▸ **DOCUMENT SEGMENT**
+---+

Impact tech building peace

Karina Grosheva
Taqadam
Published in
4 min readJul 12, 2018

TaQadam started out of my passion for the disruptive social innovation while still at the UN where I focused on private sector development, inclusive business, social entrepreneurship. Social or impact entrepreneurship is often about transforming the social challenge into a business opportunity.

We live during the largest humanitarian crisis in history since the World War II. 5 million people has been displaced because of wars in Syria and Iraq, economies shuttered, dreams broken.

I spent recent months in Lebanon — country that has a highest number of refugee per capita. There I met educated and talented refugee youth living in poverty, but what is more dangerous, loosing a sense of purpose without what we take for granted — dignified work.

Conflicts happen, but yet there is something different about this era. Billions of us connected. As Millennials we join a gig economy, start our own online businesses. Future of work has become a digital space and it has no borders.

But how the refugee with a smart phone is different from the digital nomad in 2018?

We started TaQadam — progress in Arabic — to bring progress instead of a post-conflict limbo. We believe that technological progress should match human progress. Policy making is becoming a hard space to be in , recent immigration policies and growing populism left us speechless and powerless. But thanks to technology — there are ways around it — you just need to innovate a few steps more than any other tech start up.

Beirut Digital District, March 2018

There is another interesting fact about 2018. We live in the world when the technology is set to disrupt the future of work — globally. It is transformed by a human-machine interaction, robotics and Artificial intelligence.

A person generates 1 GB of data every day and it is the most valuable resource for the business. In the last few years we advanced Artificial Intelligence far more than in decades since it was created. It is becoming mainstream, it is a part of our daily life: Netflix, Facebook, Yelp, Driverless Uber cars. It transforms businesses as part of Industry 4.0 and government agencies — with smart cities and early warning systems. The trick is that for AI to work properly it needs to be trained by humans through a supervised learning for computer vision. In practice — it comes down to tagging stop signs on the traffic video images — something that can be done on the phone. What is more. YouTube lost millions of dollars putting ads on ISIS video. We are only at the beginning AI revolution, our language has too many nuances, and Arabic is the hardest, trust me.

+---+

▸ **RECORDED DATA**
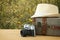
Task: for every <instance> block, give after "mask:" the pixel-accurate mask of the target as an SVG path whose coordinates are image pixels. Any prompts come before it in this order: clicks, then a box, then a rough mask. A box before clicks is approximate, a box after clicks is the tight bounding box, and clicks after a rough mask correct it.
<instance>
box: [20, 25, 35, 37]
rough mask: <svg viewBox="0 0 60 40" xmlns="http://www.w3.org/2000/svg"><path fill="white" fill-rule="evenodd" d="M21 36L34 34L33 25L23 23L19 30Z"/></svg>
mask: <svg viewBox="0 0 60 40" xmlns="http://www.w3.org/2000/svg"><path fill="white" fill-rule="evenodd" d="M20 34H21V36H23V37H26V36H35V26H34V25H30V24H25V25H24V28H23V29H22V30H21V31H20Z"/></svg>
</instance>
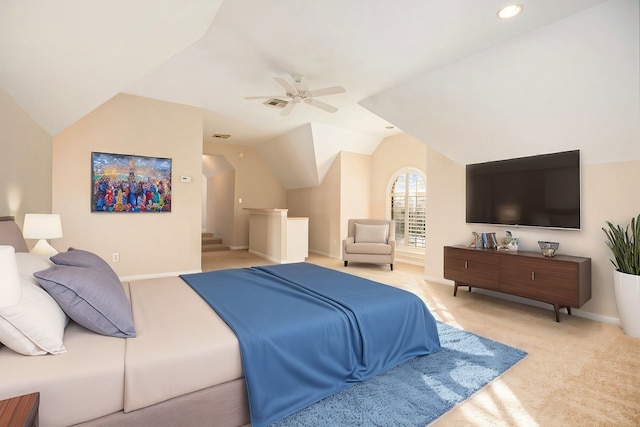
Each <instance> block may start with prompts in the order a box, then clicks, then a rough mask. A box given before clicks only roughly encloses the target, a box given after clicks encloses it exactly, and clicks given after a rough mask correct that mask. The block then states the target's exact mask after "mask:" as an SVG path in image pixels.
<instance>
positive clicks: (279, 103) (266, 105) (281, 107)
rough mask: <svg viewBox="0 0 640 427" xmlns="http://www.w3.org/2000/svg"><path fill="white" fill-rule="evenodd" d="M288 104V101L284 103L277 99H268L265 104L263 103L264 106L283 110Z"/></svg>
mask: <svg viewBox="0 0 640 427" xmlns="http://www.w3.org/2000/svg"><path fill="white" fill-rule="evenodd" d="M288 103H289V101H285V100H284V99H278V98H270V99H267V100H266V101H265V102H263V104H264V105H266V106H267V107H272V108H284V107H286V106H287V104H288Z"/></svg>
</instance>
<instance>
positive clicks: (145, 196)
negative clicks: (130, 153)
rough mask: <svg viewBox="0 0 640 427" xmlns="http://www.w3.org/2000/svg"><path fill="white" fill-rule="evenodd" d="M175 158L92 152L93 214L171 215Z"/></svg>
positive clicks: (91, 206)
mask: <svg viewBox="0 0 640 427" xmlns="http://www.w3.org/2000/svg"><path fill="white" fill-rule="evenodd" d="M171 173H172V159H171V158H166V157H151V156H139V155H131V154H115V153H104V152H92V153H91V189H92V190H91V212H100V213H145V212H147V213H148V212H153V213H164V212H171V189H172V186H171Z"/></svg>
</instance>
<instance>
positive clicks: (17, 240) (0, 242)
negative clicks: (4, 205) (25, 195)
mask: <svg viewBox="0 0 640 427" xmlns="http://www.w3.org/2000/svg"><path fill="white" fill-rule="evenodd" d="M0 245H7V246H13V248H14V249H15V250H16V252H29V247H28V246H27V242H25V241H24V237H22V231H21V230H20V227H18V224H16V223H15V221H14V218H13V217H12V216H0Z"/></svg>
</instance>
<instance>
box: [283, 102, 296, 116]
mask: <svg viewBox="0 0 640 427" xmlns="http://www.w3.org/2000/svg"><path fill="white" fill-rule="evenodd" d="M296 104H297V102H295V101H291V102H289V103H288V104H287V105H286V107H284V108H283V109H282V111H280V115H281V116H287V115H289V113H291V111H292V110H293V108H294V107H295V106H296Z"/></svg>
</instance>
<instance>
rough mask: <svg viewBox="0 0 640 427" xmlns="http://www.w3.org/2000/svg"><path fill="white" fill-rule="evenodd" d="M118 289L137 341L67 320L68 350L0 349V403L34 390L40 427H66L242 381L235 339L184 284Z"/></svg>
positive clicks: (140, 284) (237, 351)
mask: <svg viewBox="0 0 640 427" xmlns="http://www.w3.org/2000/svg"><path fill="white" fill-rule="evenodd" d="M123 285H124V287H125V289H126V290H127V293H128V294H129V296H130V298H131V304H132V309H133V317H134V323H135V326H136V331H137V337H136V338H127V339H122V338H113V337H106V336H102V335H99V334H96V333H94V332H91V331H89V330H87V329H85V328H83V327H82V326H79V325H77V324H75V323H73V322H71V323H70V324H69V326H67V328H66V329H65V334H64V344H65V346H66V348H67V350H68V351H67V352H66V353H63V354H59V355H46V356H23V355H20V354H18V353H15V352H13V351H12V350H10V349H8V348H6V347H0V399H5V398H9V397H12V396H17V395H21V394H26V393H32V392H34V391H38V392H40V425H41V427H55V426H69V425H73V424H77V423H81V422H85V421H89V420H92V419H95V418H99V417H102V416H104V415H108V414H111V413H114V412H118V411H122V410H124V411H125V412H129V411H133V410H136V409H140V408H143V407H146V406H149V405H153V404H156V403H160V402H163V401H165V400H168V399H171V398H174V397H177V396H180V395H183V394H186V393H190V392H193V391H197V390H201V389H204V388H207V387H211V386H214V385H217V384H221V383H224V382H227V381H232V380H235V379H237V378H241V377H242V376H243V374H242V365H241V360H240V349H239V344H238V340H237V338H236V336H235V334H234V333H233V331H231V329H229V327H228V326H227V325H226V323H224V321H222V320H221V319H220V318H219V317H218V316H217V314H215V312H213V311H212V310H211V308H210V307H209V306H208V305H207V304H206V303H205V302H204V301H203V300H202V299H201V298H200V297H199V296H198V295H197V294H196V293H195V292H194V291H193V290H192V289H191V288H190V287H189V286H188V285H187V284H186V283H184V282H183V281H182V279H180V278H179V277H165V278H159V279H149V280H139V281H134V282H130V283H124V284H123Z"/></svg>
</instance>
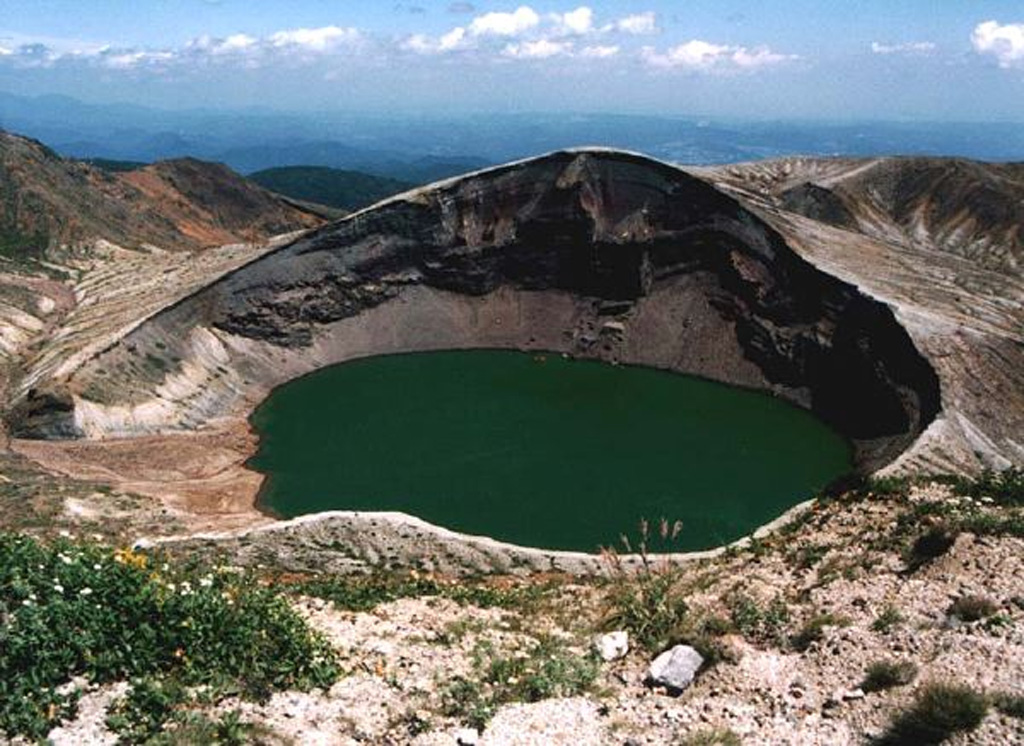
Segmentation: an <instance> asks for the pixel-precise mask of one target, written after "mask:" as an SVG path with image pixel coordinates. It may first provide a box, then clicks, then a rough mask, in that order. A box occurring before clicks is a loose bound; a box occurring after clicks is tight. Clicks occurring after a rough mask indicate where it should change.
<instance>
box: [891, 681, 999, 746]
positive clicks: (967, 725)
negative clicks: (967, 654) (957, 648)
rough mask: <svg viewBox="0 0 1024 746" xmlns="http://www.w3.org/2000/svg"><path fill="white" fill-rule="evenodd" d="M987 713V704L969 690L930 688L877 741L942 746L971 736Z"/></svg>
mask: <svg viewBox="0 0 1024 746" xmlns="http://www.w3.org/2000/svg"><path fill="white" fill-rule="evenodd" d="M987 713H988V700H987V698H986V697H985V696H984V695H983V694H980V693H978V692H976V691H974V690H973V689H971V688H970V687H962V686H956V685H949V684H930V685H928V686H926V687H924V688H923V689H922V690H921V692H919V694H918V698H916V699H915V700H914V702H913V704H912V705H911V706H910V708H909V709H907V710H905V711H904V712H903V713H901V714H900V715H898V716H897V717H896V718H895V719H894V720H893V722H892V725H891V726H890V727H889V730H888V731H887V732H886V734H885V735H884V736H883V737H882V738H881V739H880V740H879V741H878V743H881V744H887V745H891V746H927V745H929V744H939V743H942V742H943V741H945V740H946V739H948V738H950V737H951V736H954V735H955V734H957V733H970V732H971V731H974V730H975V729H977V728H978V726H980V725H981V721H982V720H983V719H984V718H985V715H986V714H987Z"/></svg>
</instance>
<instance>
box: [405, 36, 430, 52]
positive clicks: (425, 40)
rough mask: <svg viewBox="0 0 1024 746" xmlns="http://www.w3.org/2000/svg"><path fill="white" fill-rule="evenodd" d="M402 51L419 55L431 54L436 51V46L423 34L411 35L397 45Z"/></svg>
mask: <svg viewBox="0 0 1024 746" xmlns="http://www.w3.org/2000/svg"><path fill="white" fill-rule="evenodd" d="M399 46H400V47H401V48H402V49H406V50H408V51H411V52H417V53H419V54H431V53H433V52H436V51H437V44H435V43H434V42H432V41H431V40H430V37H428V36H426V35H425V34H413V36H411V37H409V38H408V39H406V40H404V41H403V42H401V44H400V45H399Z"/></svg>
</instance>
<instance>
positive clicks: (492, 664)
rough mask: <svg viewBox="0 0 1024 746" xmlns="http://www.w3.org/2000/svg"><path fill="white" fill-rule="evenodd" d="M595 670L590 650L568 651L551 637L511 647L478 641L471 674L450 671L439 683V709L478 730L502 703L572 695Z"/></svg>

+---+

Reproduce the article on impact tech and peace from "Impact tech building" up to and including "granted — dignified work.", swapping "passion" for "enthusiasm".

Impact tech building peace

Karina Grosheva
Taqadam
Published in
4 min readJul 12, 2018

TaQadam started out of my enthusiasm for the disruptive social innovation while still at the UN where I focused on private sector development, inclusive business, social entrepreneurship. Social or impact entrepreneurship is often about transforming the social challenge into a business opportunity.

We live during the largest humanitarian crisis in history since the World War II. 5 million people has been displaced because of wars in Syria and Iraq, economies shuttered, dreams broken.

I spent recent months in Lebanon — country that has a highest number of refugee per capita. There I met educated and talented refugee youth living in poverty, but what is more dangerous, loosing a sense of purpose without what we take for granted — dignified work.